== Set task ==
Please copy out all the items below, requests included, and shift every coordinate in the answer points up by 139, leaving the requests and their sample points unchanged. Leave the pictures out.
* BEGIN *
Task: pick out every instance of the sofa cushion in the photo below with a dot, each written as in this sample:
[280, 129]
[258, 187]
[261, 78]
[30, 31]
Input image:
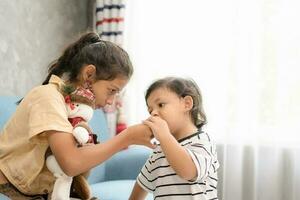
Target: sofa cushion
[114, 190]
[7, 107]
* END *
== Response to this task ==
Task: pick out every instance of the sofa cushion in the photo below with a dot, each written as in this sample:
[280, 129]
[258, 187]
[261, 78]
[30, 31]
Input image:
Target: sofa cushion
[253, 329]
[146, 246]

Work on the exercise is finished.